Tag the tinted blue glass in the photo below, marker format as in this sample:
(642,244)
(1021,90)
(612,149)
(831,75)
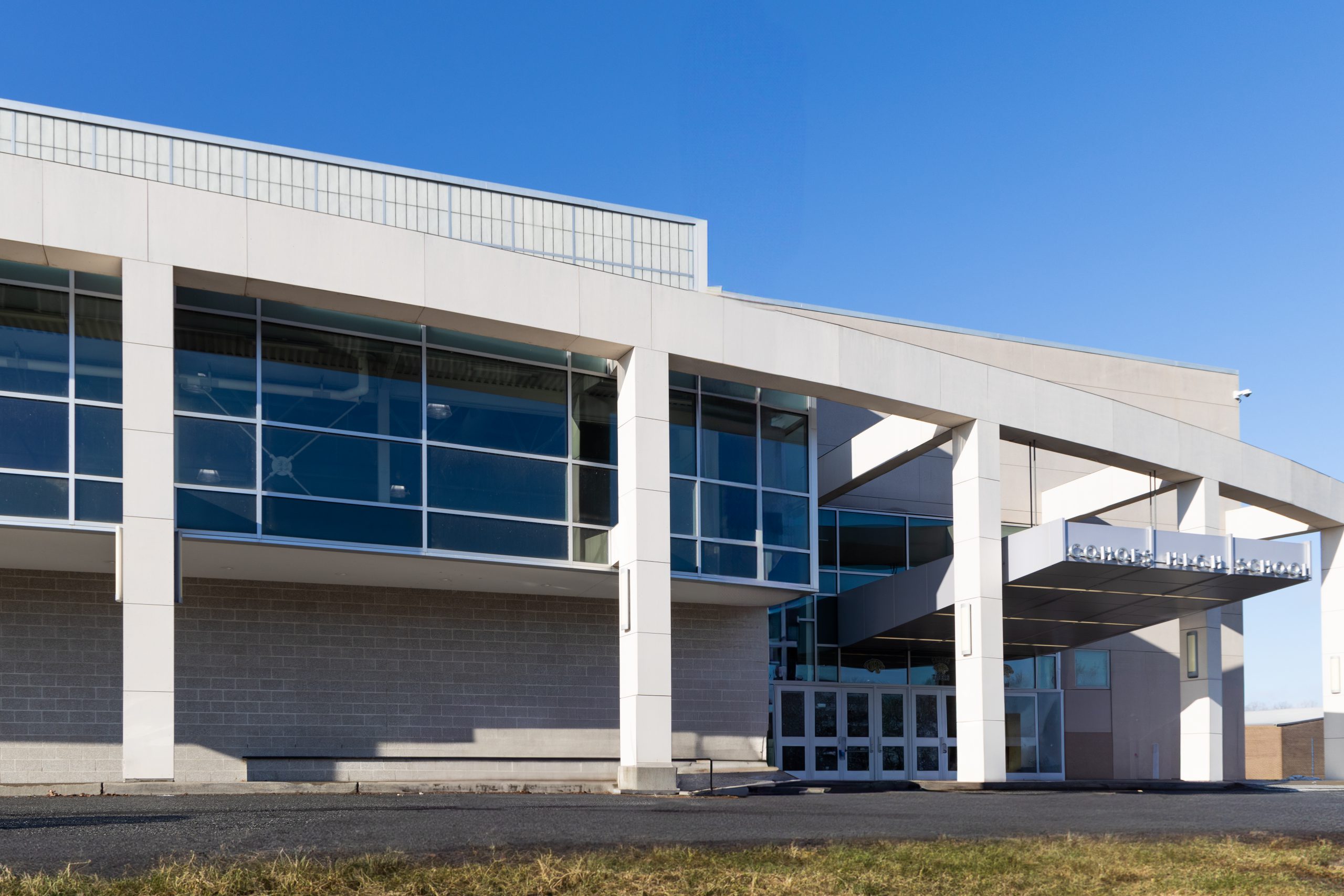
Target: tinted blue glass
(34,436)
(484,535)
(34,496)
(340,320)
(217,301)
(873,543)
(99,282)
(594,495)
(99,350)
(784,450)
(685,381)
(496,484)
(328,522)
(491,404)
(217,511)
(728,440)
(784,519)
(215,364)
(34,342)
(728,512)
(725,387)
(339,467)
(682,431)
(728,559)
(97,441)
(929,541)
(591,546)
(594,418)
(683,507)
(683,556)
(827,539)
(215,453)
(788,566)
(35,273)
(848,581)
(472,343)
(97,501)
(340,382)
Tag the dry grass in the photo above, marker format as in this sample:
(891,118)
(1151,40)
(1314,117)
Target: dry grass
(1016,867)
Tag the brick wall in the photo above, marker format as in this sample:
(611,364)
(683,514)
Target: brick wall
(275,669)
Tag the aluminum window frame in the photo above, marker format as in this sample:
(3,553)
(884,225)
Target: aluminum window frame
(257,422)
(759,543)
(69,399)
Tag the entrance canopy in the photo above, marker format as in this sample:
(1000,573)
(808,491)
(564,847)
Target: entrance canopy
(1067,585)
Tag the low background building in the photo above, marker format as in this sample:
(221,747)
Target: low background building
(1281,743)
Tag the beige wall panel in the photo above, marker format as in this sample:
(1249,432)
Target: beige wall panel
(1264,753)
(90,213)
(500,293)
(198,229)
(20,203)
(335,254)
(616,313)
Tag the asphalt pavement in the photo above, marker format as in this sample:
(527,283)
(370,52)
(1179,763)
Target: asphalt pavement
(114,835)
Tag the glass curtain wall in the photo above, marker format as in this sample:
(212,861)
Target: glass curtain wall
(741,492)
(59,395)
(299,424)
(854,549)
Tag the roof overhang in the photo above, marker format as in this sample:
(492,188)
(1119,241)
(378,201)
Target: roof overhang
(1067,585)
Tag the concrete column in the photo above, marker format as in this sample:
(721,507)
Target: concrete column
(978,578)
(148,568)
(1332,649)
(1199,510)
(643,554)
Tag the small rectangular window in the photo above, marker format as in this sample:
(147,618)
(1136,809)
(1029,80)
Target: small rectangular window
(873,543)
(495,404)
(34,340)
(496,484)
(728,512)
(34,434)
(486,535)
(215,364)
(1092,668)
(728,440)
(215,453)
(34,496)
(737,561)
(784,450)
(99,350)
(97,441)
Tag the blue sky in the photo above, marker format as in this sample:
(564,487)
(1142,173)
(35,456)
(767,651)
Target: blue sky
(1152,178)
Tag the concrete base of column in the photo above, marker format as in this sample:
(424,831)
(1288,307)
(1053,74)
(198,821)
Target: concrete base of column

..........

Task directions:
Without the pictures, retype the whole of the material above exactly.

Complete output:
Tag the tinted blue glass in the photo below, marker format as in this sample:
(642,244)
(1021,90)
(612,149)
(831,75)
Target: tinted blue glass
(34,436)
(484,535)
(34,496)
(340,320)
(217,301)
(873,543)
(99,282)
(594,495)
(99,350)
(784,450)
(685,381)
(496,484)
(328,522)
(491,404)
(217,511)
(728,440)
(784,519)
(215,364)
(34,342)
(728,512)
(725,387)
(339,467)
(682,431)
(728,559)
(97,441)
(929,541)
(591,546)
(594,418)
(683,507)
(683,556)
(827,539)
(215,453)
(788,566)
(35,273)
(848,581)
(472,343)
(97,501)
(340,382)
Tag the dry grass in the photo above, marker format as in this sample:
(891,118)
(1151,40)
(1314,117)
Target: dry grass
(1016,867)
Tag the brick wall in the photo above, marker format as in this sample:
(611,364)
(683,514)
Target: brick wall
(275,669)
Tag the aluminum window frame in the photo above, marker format as in this sample:
(3,553)
(884,225)
Target: aluminum window frame
(257,422)
(759,543)
(69,399)
Tag the entrance canopy in the photo above, marker format as in this sample:
(1000,573)
(808,491)
(564,847)
Target: entrance canopy
(1067,585)
Tag the low background building in the photo above, marker format as in this sample:
(221,747)
Target: low background building
(1281,743)
Tag the beige wall panel in the photo above, marker format as in this sample:
(1249,432)
Target: beige wall panel
(1264,753)
(90,213)
(500,293)
(198,229)
(20,203)
(335,254)
(616,313)
Tag the asphalt pavement in the photo above, marker format as in this sample:
(527,283)
(370,52)
(1179,763)
Target: asphalt pavement
(114,835)
Tag the glass curtain wall in the photo above, marker format as in this sample:
(212,861)
Target: glass curtain wall
(741,492)
(59,395)
(299,424)
(854,549)
Tag the roof overhang in the photo above, marker format as in this sample:
(492,188)
(1119,241)
(378,201)
Target: roof overhang
(1067,585)
Tag the concrete column in the photo above, marker format as in this sample:
(721,507)
Target: concrete column
(978,578)
(148,568)
(1332,649)
(1199,510)
(643,554)
Tag the small rectangular window in the photo above, marker format as in this sample:
(147,618)
(1136,809)
(1029,80)
Target: small rectangular window
(873,543)
(495,404)
(34,340)
(496,484)
(728,512)
(34,434)
(486,535)
(215,364)
(1092,668)
(728,440)
(215,453)
(34,496)
(737,561)
(784,450)
(99,350)
(97,441)
Tag the blue sky in the photo above, marker format as in this sample:
(564,487)
(1142,173)
(35,456)
(767,651)
Target: blue sky
(1152,178)
Tag the concrete base of column in the photo above, marker format as in this sample:
(424,831)
(1288,307)
(1053,74)
(198,821)
Target: concrete base of column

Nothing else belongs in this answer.